**Document text:**
Take a look at that Craftsman Electronic speed controlled lathe in Long Island that Wildwood posted.It looks like a nice one!
Jim


----------



## Jim Jakosh (Nov 24, 2009)

REO, that was a nice video on that converted metal lathe to a tracer lathe. I wish they would have shown more of the lathe. I have an idea that he used a release so the compound follows the ways in the X direction and a pattern behind the lathe for the Y direction similar to the way a taper attachment works. It works very nice on a solid metal lathe. There are tracing attachments for a wood lathe as well . I have one and never used it.

I started wood turning on a Southbend metal lathe. I made a banjo and tool rest and used it for a while until I bought a wood lathe. I still use the metal lathe for wood when I need some real accurate and square cutting. I just change the back bushing in my Grizzly chuck to a 1 1/2-8 thread and screw the chuck and the part onto the Southbend and finish the job real accurately .


----------



## CnB (Jul 25, 2013)

Thanks for all the info everyone! Still no response from the seller of the Rockwell. Keeping my eyes peeled on CL/eBay.


----------



## CnB (Jul 25, 2013)

Also, how should I approach tooling? I want to have good quality tools, so I won't cheap out but then I can't afford a bunch at once. Can I just buy one or two chisels at a time and build up slowly? Is there one "must-have" lathe chisel?

I am mostly interested in turning pens, shaving brushes, and briar pipes, though I will likely branch out more over time


----------



## Wildwood (Jul 22, 2012)

**Written request 1:**
Copy the records word for word, from their first line through the line that contains "pixel 218 202", including both of those lines.

**Data supplied:**

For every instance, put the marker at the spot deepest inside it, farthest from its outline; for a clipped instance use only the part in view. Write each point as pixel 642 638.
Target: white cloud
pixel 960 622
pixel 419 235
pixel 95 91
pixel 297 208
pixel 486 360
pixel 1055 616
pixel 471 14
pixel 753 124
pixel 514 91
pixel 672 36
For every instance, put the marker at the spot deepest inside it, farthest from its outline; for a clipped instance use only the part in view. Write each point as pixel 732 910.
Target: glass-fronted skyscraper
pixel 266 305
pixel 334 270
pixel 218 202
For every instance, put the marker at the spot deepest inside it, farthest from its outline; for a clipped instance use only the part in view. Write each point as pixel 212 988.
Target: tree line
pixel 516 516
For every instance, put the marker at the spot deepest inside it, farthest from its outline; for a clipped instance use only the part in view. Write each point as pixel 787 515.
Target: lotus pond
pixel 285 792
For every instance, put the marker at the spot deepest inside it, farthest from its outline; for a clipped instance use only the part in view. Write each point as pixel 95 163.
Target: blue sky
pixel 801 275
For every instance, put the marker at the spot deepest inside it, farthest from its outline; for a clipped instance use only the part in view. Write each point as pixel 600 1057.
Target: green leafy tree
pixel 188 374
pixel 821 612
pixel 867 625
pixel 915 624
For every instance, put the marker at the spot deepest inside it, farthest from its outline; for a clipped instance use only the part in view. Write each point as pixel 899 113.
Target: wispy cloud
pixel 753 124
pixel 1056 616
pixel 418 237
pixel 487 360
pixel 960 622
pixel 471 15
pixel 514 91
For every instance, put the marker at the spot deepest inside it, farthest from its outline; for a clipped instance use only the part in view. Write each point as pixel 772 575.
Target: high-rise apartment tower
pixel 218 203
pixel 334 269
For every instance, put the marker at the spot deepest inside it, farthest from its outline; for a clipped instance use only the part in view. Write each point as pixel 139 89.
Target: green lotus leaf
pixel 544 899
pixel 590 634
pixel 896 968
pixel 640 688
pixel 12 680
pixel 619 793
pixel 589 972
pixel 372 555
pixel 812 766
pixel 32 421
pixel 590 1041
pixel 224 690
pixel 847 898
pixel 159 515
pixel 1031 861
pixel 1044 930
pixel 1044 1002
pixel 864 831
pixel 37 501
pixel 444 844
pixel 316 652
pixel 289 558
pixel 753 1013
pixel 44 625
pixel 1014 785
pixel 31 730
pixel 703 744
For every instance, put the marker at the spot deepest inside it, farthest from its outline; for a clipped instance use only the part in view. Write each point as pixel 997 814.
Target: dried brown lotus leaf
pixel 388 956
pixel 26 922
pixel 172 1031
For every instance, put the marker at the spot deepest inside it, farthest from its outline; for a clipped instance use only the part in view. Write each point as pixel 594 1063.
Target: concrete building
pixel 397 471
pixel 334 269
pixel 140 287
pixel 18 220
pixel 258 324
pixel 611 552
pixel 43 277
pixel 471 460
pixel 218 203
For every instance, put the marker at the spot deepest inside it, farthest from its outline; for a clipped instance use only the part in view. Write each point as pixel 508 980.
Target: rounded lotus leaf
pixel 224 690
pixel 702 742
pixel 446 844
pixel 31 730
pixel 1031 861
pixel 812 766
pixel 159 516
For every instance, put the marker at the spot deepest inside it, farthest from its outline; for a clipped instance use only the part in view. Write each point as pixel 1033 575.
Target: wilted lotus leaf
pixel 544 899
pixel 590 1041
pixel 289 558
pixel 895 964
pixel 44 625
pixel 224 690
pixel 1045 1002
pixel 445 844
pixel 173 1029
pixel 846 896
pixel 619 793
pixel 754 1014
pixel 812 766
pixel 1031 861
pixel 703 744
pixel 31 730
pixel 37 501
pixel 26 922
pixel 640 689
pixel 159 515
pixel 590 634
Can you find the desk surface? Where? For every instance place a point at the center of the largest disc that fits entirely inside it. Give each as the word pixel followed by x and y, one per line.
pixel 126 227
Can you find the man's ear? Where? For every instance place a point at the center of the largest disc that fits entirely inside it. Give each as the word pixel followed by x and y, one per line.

**Written request 2:**
Continue the forum thread about lathes from the point where it stops.

**Right answer 1:**
For every instance, put the marker at the spot deepest inside it, farthest from its outline; for a clipped instance use only the part in view. Write each point as pixel 642 638.
Target: white cloud
pixel 960 622
pixel 419 235
pixel 95 91
pixel 297 208
pixel 486 360
pixel 1055 616
pixel 471 14
pixel 753 124
pixel 514 91
pixel 672 36
For every instance, put the marker at the spot deepest inside it, farthest from its outline; for a clipped instance use only the part in view. Write each point as pixel 732 910.
Target: glass-fronted skyscraper
pixel 266 305
pixel 334 270
pixel 218 202

**Right answer 2:**
If looking for inexpensive tools might checkout

Http://www.pennstateind.com

I use two tools to turn pens ¾" roughing gouge and ½" skew chisel, sometimes a diamond or thin parting tool.
You might want to add a 3/8" or ½", spindle gouge for other things listed. Really will need both eventually. I would stay away from sets listed there. Especially mini turning tools.


----------



## kimballd (Jul 27, 2013)

Try this link at ebay

http://www.ebay.com/sch/i.html?_sacat=0&_nkw=woodlathe%20tools&_sop=1

You can find some good deals on used chisels and some inexspensive new ones.


----------



## Wildwood (Jul 22, 2012)

I have no problem recommending Benjamin's Best tools from Penn State (PSI) because actually getting HSS, those tools with same name on E-bay not quite HSS. Posted a link on tool steels several weeks ago.

If really prefer a tool set go to Harbor Freight and buy their HSS red handle tool set for about $80.

See those regular wood working chisels selling for only $39 and free shipping?

Craftsman carbon steel tools selling for about the same as new HSS tools when add shipping.

Starting out buy your tools from established vendors to insure getting quality stuff. Yes there are deals on E-bay, may have to kiss lot of frogs before finding a prince of a deal!


----------



## CnB (Jul 25, 2013)

Would you say that these would make a good starter group?
http://www.pennstateind.com/store/LX320.html?concept=1
http://www.pennstateind.com/store/LX250.html?concept=1
http://www.pennstateind.com/store/LX010.html?concept=1
http://www.pennstateind.com/store/LX410.html?concept=1

I will also need a way to sharpen them.

Thanks for the help so far, everybody!


----------



## mrg (Mar 10, 2010)

CnB harbor freight has a decent starter set for turning. You will need a grinder to sharpen your tools. Also look at Easy Wood Tools they are carbide tipped and no need to sharpen.


----------



## TheDane (May 15, 2008)

CnB-I can vouch for the Benjamin's Best tools from PSI.

Lowes has a Porter-Cable variable speed grinder for about $120, but you would have to replace the wheels that come with it (too coarse for turning tools).

Alternatively, you can sharpen on a belt sander. There's even a way to convert a Harbor Freight belt sander to a full-fledged sharpening rig.


----------



## REO (Sep 20, 2012)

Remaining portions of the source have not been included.